Problem requirements:
Look through the records and copy each line with the string "below" in it.

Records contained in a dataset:
==================================================

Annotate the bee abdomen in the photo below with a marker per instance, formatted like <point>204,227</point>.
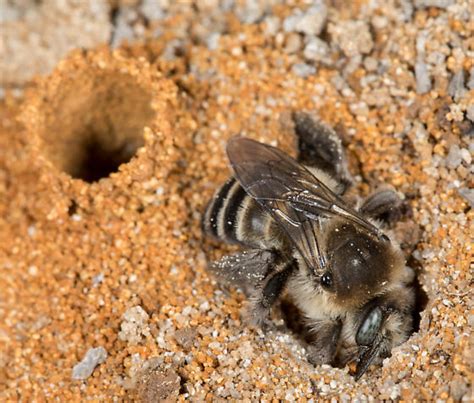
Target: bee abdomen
<point>233,216</point>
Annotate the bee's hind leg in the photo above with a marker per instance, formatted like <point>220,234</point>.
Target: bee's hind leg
<point>384,205</point>
<point>264,298</point>
<point>320,147</point>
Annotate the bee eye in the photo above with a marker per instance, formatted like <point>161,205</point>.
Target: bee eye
<point>370,327</point>
<point>326,280</point>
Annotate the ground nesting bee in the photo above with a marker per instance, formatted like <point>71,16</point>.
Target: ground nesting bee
<point>306,236</point>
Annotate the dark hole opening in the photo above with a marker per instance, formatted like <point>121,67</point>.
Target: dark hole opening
<point>99,161</point>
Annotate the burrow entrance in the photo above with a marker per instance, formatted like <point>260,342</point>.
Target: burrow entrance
<point>95,124</point>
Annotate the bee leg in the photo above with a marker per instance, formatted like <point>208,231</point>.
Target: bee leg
<point>322,349</point>
<point>246,269</point>
<point>263,299</point>
<point>384,205</point>
<point>320,147</point>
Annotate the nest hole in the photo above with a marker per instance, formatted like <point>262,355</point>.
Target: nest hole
<point>95,124</point>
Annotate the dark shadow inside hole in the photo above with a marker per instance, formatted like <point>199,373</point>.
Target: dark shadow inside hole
<point>99,161</point>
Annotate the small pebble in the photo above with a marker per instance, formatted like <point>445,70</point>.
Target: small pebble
<point>93,357</point>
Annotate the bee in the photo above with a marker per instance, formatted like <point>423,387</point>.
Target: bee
<point>305,236</point>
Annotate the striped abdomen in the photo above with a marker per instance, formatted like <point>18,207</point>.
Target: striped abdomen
<point>233,216</point>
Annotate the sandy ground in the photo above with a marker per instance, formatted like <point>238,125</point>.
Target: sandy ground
<point>106,166</point>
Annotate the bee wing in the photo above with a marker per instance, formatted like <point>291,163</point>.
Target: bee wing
<point>291,193</point>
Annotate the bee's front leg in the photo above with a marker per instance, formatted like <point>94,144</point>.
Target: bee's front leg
<point>325,334</point>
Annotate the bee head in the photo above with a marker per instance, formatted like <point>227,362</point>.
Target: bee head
<point>383,323</point>
<point>359,266</point>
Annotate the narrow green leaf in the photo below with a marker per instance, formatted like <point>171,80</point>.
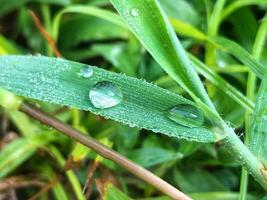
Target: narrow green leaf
<point>7,6</point>
<point>223,85</point>
<point>150,156</point>
<point>258,131</point>
<point>151,26</point>
<point>232,7</point>
<point>88,10</point>
<point>58,81</point>
<point>20,150</point>
<point>241,54</point>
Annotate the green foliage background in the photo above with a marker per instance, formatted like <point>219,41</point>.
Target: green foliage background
<point>92,32</point>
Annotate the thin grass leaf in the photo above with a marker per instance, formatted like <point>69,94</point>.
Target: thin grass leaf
<point>223,85</point>
<point>241,54</point>
<point>7,6</point>
<point>151,26</point>
<point>239,4</point>
<point>258,131</point>
<point>58,81</point>
<point>88,10</point>
<point>223,44</point>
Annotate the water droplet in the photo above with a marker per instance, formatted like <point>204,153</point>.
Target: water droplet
<point>186,115</point>
<point>86,71</point>
<point>105,95</point>
<point>135,12</point>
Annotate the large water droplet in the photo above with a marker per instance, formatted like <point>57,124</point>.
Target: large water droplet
<point>186,115</point>
<point>86,71</point>
<point>105,95</point>
<point>135,12</point>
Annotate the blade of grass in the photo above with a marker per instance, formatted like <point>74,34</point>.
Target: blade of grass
<point>232,7</point>
<point>213,26</point>
<point>150,25</point>
<point>88,10</point>
<point>255,137</point>
<point>222,84</point>
<point>182,28</point>
<point>57,81</point>
<point>241,54</point>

==================================================

Reply:
Annotate the bee abdomen in the photo below with a marker per instance, formatted like <point>204,227</point>.
Annotate the narrow green leaf in the photo below with a marker per instance, formatted like <point>171,80</point>.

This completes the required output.